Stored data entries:
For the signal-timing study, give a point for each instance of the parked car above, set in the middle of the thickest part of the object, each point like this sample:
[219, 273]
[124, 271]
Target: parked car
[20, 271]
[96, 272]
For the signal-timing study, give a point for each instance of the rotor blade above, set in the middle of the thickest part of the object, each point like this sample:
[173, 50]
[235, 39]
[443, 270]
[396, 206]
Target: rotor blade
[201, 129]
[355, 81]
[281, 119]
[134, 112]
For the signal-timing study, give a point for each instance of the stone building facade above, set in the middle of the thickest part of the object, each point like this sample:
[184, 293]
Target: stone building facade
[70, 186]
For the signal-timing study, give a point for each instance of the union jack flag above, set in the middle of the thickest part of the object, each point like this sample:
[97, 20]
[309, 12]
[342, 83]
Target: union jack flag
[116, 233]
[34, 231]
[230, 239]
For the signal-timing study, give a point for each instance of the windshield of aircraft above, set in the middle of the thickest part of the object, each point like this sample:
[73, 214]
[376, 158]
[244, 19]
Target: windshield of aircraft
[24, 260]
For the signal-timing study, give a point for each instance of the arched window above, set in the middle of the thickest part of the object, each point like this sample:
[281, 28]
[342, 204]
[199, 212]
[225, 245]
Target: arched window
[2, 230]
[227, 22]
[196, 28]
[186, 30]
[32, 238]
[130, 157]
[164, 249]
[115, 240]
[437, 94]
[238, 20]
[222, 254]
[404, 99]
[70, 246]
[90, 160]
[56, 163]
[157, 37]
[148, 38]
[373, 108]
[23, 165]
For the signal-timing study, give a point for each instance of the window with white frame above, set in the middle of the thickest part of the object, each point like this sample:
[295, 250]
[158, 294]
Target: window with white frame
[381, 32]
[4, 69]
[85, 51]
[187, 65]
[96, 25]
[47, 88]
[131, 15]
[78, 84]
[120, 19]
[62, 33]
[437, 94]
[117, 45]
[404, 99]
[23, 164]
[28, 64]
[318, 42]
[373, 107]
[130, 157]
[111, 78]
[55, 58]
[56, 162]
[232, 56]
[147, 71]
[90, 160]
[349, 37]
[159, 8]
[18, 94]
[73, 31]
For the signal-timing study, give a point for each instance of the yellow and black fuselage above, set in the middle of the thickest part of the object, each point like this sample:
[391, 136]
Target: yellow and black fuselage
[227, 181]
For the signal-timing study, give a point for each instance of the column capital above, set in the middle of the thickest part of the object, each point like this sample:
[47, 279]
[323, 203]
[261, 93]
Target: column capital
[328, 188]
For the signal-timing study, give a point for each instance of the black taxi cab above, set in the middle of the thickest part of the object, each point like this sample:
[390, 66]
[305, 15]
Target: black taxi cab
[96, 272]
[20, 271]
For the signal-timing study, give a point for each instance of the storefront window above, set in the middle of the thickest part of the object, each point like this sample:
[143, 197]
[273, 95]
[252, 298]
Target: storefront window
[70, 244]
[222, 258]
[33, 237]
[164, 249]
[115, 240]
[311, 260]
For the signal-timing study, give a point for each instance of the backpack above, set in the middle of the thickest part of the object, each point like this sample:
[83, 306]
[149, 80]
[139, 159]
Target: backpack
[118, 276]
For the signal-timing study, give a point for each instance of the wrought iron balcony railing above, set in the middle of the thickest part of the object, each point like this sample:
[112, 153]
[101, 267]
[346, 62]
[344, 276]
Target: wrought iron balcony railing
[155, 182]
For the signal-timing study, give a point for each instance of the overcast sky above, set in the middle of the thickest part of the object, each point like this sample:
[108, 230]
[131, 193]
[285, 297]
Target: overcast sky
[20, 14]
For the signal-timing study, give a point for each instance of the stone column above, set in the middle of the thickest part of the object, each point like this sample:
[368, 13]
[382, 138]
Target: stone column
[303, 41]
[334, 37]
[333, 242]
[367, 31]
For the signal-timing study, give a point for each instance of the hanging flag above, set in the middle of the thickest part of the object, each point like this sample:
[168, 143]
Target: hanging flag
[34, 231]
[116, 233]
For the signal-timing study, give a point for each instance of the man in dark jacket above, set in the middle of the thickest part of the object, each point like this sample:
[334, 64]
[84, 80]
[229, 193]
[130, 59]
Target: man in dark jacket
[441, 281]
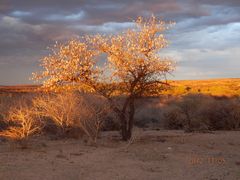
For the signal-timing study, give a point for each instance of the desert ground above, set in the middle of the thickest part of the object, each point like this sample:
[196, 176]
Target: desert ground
[150, 155]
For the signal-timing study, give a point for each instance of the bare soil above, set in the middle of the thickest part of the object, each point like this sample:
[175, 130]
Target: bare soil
[151, 155]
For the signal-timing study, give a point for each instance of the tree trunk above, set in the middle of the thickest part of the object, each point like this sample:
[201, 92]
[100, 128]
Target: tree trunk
[131, 118]
[127, 124]
[124, 128]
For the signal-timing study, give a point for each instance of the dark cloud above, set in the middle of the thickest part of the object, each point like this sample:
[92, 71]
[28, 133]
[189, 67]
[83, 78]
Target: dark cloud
[203, 29]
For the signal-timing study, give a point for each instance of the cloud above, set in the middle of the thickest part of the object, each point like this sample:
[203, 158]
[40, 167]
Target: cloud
[205, 31]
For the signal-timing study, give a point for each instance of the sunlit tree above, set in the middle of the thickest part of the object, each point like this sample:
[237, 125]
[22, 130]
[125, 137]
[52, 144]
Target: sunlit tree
[133, 67]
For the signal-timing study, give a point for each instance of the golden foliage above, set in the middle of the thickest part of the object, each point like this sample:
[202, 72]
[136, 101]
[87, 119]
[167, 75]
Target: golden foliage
[24, 124]
[133, 61]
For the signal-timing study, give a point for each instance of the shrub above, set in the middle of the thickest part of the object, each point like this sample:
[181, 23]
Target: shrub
[22, 124]
[71, 111]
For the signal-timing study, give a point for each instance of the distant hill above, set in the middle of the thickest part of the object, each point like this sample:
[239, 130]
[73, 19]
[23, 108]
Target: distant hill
[18, 88]
[216, 87]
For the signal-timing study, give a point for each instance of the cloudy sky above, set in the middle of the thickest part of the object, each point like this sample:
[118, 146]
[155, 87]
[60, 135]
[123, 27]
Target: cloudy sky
[205, 41]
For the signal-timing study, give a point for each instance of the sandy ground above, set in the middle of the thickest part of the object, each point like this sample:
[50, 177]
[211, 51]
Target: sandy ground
[152, 155]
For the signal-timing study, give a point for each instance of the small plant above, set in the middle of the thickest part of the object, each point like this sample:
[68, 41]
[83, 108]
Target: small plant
[22, 124]
[71, 110]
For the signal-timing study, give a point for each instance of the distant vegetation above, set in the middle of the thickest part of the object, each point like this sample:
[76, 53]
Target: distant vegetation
[215, 87]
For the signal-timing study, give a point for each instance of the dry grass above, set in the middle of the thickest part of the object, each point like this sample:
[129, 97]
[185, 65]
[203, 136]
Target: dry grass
[23, 124]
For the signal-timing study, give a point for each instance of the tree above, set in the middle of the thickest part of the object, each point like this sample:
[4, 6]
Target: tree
[133, 68]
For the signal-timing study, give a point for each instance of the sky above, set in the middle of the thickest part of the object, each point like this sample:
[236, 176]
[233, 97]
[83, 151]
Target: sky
[205, 42]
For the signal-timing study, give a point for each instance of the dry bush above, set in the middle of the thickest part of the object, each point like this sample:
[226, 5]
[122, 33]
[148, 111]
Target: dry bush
[202, 113]
[71, 111]
[22, 123]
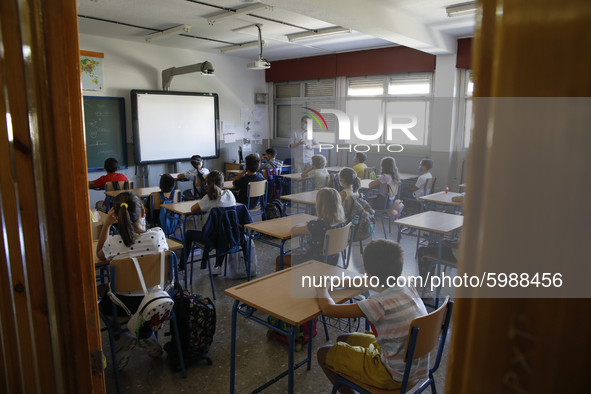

§ **Work instructions**
Leave the images aside and transcribe all entries exactly.

§ **Solution below**
For the signal-timing study, give a point for each instance of the parked car above, set in the middle of the thickest part of the object, each point like this sample:
[219, 273]
[124, 271]
Target: parked car
[20, 271]
[96, 272]
For the signal-timing study, give a point for each instance of the rotor blade above, set in the middle of the thickest part of the object, each point like this sample:
[173, 50]
[235, 39]
[443, 270]
[396, 206]
Target: rotor blade
[201, 129]
[355, 81]
[281, 119]
[134, 112]
For the signal-timing study, give a point for each instance of the stone building facade above, set in the middle of the thickest part of the object, each point like this sample:
[184, 293]
Target: stone building facade
[70, 186]
For the signal-timing study, give a point for each instance of the union jack flag above, set in the middle of the thickest part of the object, each point like this sample:
[97, 20]
[309, 12]
[342, 83]
Target: union jack flag
[116, 233]
[34, 231]
[230, 239]
For the signal-timing study, give a point for each instance of the windshield of aircraft above, set in the middle of the thickest part of the object, each point like this sample:
[73, 214]
[376, 158]
[244, 19]
Target: windshield of aircraft
[24, 260]
For the signal-timing study, give a point for each instance of the arched window above, set in the middle of the thickest part of the object, each point like this sample:
[281, 28]
[342, 204]
[199, 212]
[225, 245]
Target: arched window
[2, 230]
[227, 22]
[196, 28]
[186, 30]
[32, 238]
[130, 157]
[164, 249]
[115, 240]
[437, 94]
[238, 20]
[222, 254]
[404, 99]
[70, 246]
[90, 160]
[56, 163]
[157, 37]
[148, 38]
[373, 108]
[23, 165]
For the signal-timing study, give a point for each instance of the window with white frame above, set in the middle of the thickest part of the object, each point like this sample:
[295, 250]
[158, 294]
Target: window with white frame
[381, 32]
[4, 69]
[85, 51]
[187, 65]
[96, 25]
[47, 88]
[131, 15]
[78, 84]
[120, 19]
[62, 33]
[437, 94]
[117, 45]
[404, 99]
[23, 164]
[28, 64]
[318, 42]
[373, 107]
[130, 157]
[111, 78]
[55, 58]
[56, 162]
[232, 56]
[147, 71]
[90, 160]
[349, 37]
[159, 8]
[18, 94]
[73, 31]
For the signal-timing study, give a point for each instance of the yellow and black fuselage above, set in the middle of the thickest part of the object, each point like this sample:
[391, 136]
Target: yellow and black fuselage
[227, 181]
For the signal-timing study, give a point for each instance of the column capital above, set in the middle of the thickest part of the object, each point like this sample:
[47, 279]
[323, 203]
[261, 93]
Target: column capital
[328, 188]
For the signal-timing study, give a point for each instance of the black taxi cab above, set in the middle of the thickest part of the object, each point like this sample:
[390, 66]
[305, 15]
Target: black taxi cab
[96, 272]
[20, 271]
For the signal-timing study, give a point for each instance of the storefront window above, set in the middle of the thickest part of the object, each point like this sample:
[143, 197]
[273, 95]
[252, 298]
Target: storefront window
[70, 244]
[222, 258]
[33, 237]
[164, 249]
[115, 240]
[311, 260]
For the signal-timing study, give a point for each instance of the backpack above, set in the middle of the thickest part of the object, each point like this sample:
[83, 306]
[149, 80]
[139, 159]
Target: backpack
[118, 276]
For the signal-timing study, give a point for each instance of the wrought iron balcony railing above, set in the middle of the thickest part of the object, each point like this sample:
[112, 153]
[101, 267]
[346, 62]
[344, 276]
Target: wrought iron balcony railing
[155, 182]
For the signal-timing study, give a point for each instance of the overcast sky above, set in the middle of the thickest part of the object, each point like this sample:
[108, 230]
[131, 193]
[285, 297]
Target: overcast sky
[20, 14]
For the signal-timing study, give a point for each instance of the stone column above, set in the middle of the thickest part of the object, each point like this sample:
[368, 13]
[382, 138]
Target: stone column
[303, 41]
[334, 37]
[333, 242]
[367, 31]
For the signal-timing study, give a point for each instance of the hanging flag above, set in the middle of the thickest part of the object, each point like this sample:
[168, 143]
Target: hanging flag
[34, 231]
[116, 233]
For the signal-timing study, give a point for each instance of the man in dark jacket above, set in the middle of the thickest part of the object, each point like this sample:
[334, 64]
[84, 80]
[229, 193]
[130, 59]
Target: man in dark jacket
[441, 281]
For the signal-timing study, give a point for each instance of the desert ground above, set in the middle of the thickest part of the object, each point like this sample:
[196, 176]
Target: desert ground
[150, 155]
For the signal-timing study, give a point for each instance of the bare soil above, set in the middle of the thickest part of the object, each point like this sample:
[175, 130]
Target: bare soil
[151, 155]
For the signal-timing study, give a point for each instance of the tree trunk above, set in the middle of the thickest part of the object, each point like this sample:
[201, 92]
[100, 128]
Target: tree trunk
[131, 118]
[127, 124]
[124, 128]
For the signal-timing study, give a point for each instance of the dark cloud above, set in the middle of the thickest part of the object, each point like this sample:
[92, 71]
[28, 133]
[189, 67]
[83, 78]
Target: dark cloud
[203, 29]
For the signal-timing study, give a point for each instance of the cloud above, set in the middle of the thickest part of the object, each point like this sample:
[203, 158]
[40, 167]
Target: cloud
[205, 31]
For the signal-timing study, give a point for each instance of the sunlit tree above, set in the middle of the thickest part of the object, each point like this sample:
[237, 125]
[22, 130]
[125, 137]
[52, 144]
Target: sunlit tree
[133, 67]
For the signal-timing study, give a point for each instance of the golden foliage above, set in the middle of the thickest part of the object, each point like this sample:
[202, 72]
[136, 101]
[87, 119]
[167, 75]
Target: golden foliage
[24, 124]
[133, 61]
For the signal-timing study, give a point for each instance of the shrub above, set in the middle of the thickest part of the object, each point like this sample:
[181, 23]
Target: shrub
[22, 124]
[71, 111]
For the signal-timing study, give a point for each instance of the distant hill above, set in the middle of the thickest part of the object, each point like this sample:
[239, 130]
[73, 19]
[23, 108]
Target: distant hill
[18, 88]
[216, 87]
For the signal-timing study, give a point for each instance of the cloudy sky above, set in the middle of the thickest part of the object, each point like this sample:
[118, 146]
[155, 87]
[60, 135]
[123, 27]
Target: cloudy sky
[205, 41]
For the signal-timing study, give a point for each instance of the sandy ground above, set in the middle of the thickest part of the object, each point like this sample:
[50, 177]
[211, 51]
Target: sandy ground
[152, 155]
For the signal-timing study, give a point for each instance of the small plant above, set in the middle of the thickest part of the object, each point like this sample:
[68, 41]
[83, 108]
Target: small plant
[22, 124]
[71, 110]
For the signal-timing study, give a point for each instance of the distant vegetation above, set in the middle of the thickest part of the object, each point like this sample:
[76, 53]
Target: distant vegetation
[215, 87]
For the signal-timing study, give a point for each instance of the dry grass above, set in the middle of the thickest part of the object, each point like this sample:
[129, 97]
[185, 65]
[203, 136]
Target: dry grass
[23, 124]
For the signal-timing study, give a point for each instance of the tree above, set in the middle of the thickest part of the object, each point like this sample:
[4, 6]
Target: tree
[133, 68]
For the signal-timing study, give a point for each instance of the sky above, set in the middle of the thickest part of the object, each point like this sample:
[236, 176]
[233, 97]
[83, 151]
Target: sky
[205, 42]
For the signal-timing study, give a point for each instance of the dry bush above, set in the middle of the thickest part of the object, each point like this sample:
[226, 5]
[122, 33]
[148, 111]
Target: dry bush
[202, 113]
[71, 111]
[22, 123]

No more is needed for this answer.